PROVIDED INFORMATION ->
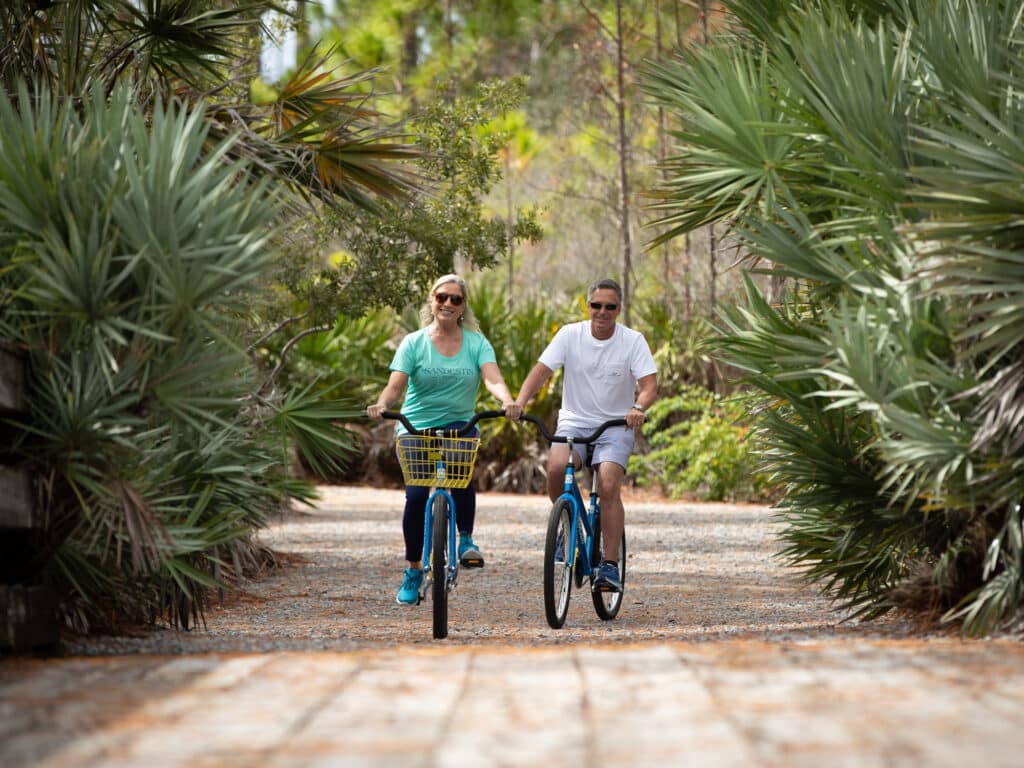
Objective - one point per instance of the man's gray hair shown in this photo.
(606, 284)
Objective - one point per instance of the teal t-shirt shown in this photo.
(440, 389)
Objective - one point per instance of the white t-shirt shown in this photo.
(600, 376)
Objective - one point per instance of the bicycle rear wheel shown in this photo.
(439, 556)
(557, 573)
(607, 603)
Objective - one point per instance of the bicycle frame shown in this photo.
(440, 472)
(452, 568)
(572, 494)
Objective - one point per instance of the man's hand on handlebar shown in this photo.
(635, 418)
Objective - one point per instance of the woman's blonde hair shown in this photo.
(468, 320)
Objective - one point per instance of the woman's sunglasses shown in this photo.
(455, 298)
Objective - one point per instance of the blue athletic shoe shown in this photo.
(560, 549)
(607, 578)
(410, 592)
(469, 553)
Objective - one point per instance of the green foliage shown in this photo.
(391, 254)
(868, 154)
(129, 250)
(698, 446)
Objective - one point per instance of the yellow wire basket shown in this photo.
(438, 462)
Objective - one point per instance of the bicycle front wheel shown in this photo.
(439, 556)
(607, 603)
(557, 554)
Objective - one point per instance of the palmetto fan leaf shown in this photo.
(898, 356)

* * *

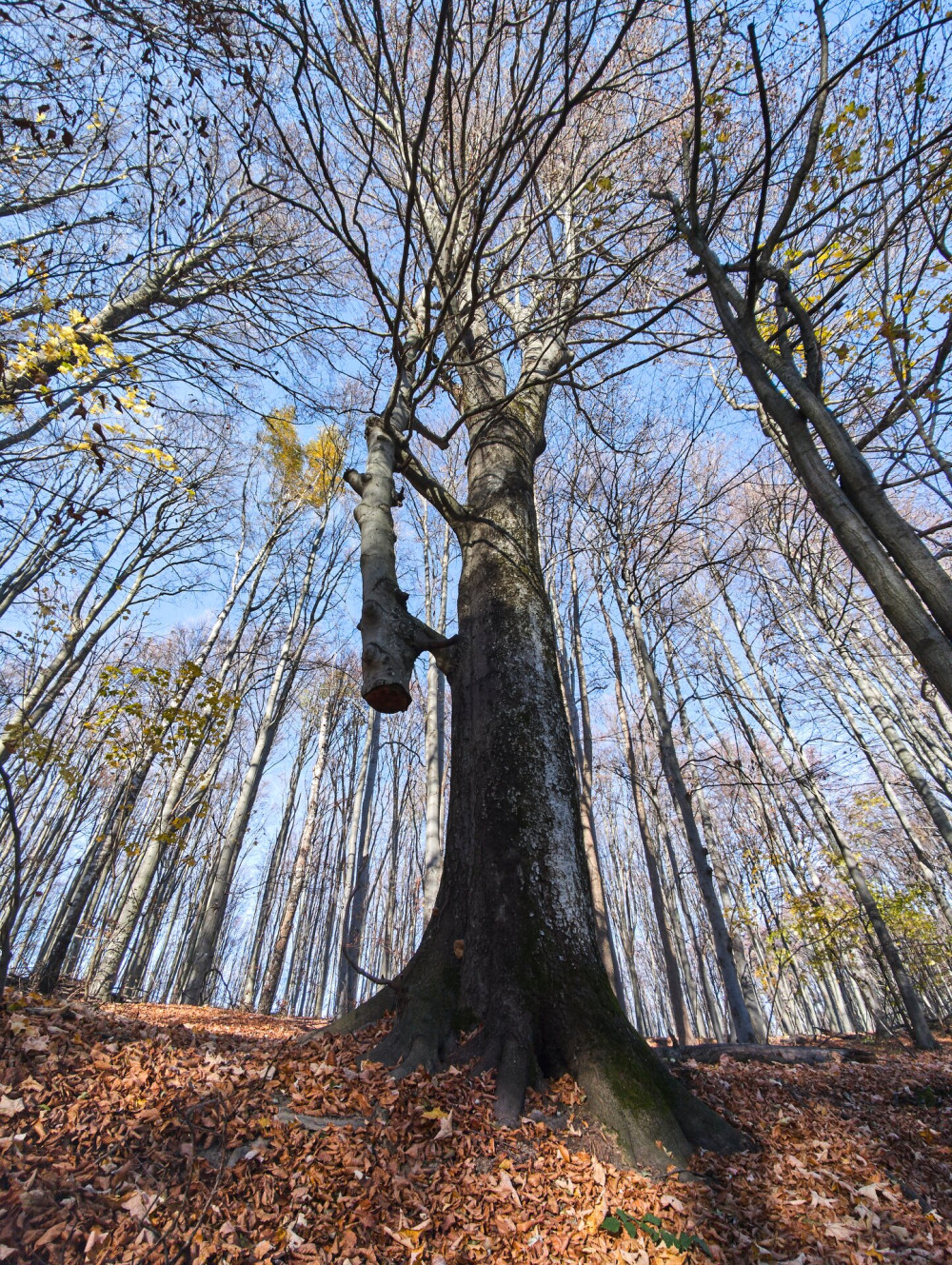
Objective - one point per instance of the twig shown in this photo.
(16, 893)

GIVEN EXERCISE -> From the data above, pull out every line that contains the word "wheel", treating uppercase and lowercase letters as different.

SOLUTION TO THIS TASK ->
Objective - one point per instance of the bicycle rear wheel shown in this photo.
Objective - one point per instance of the bicycle front wheel shown in this photo.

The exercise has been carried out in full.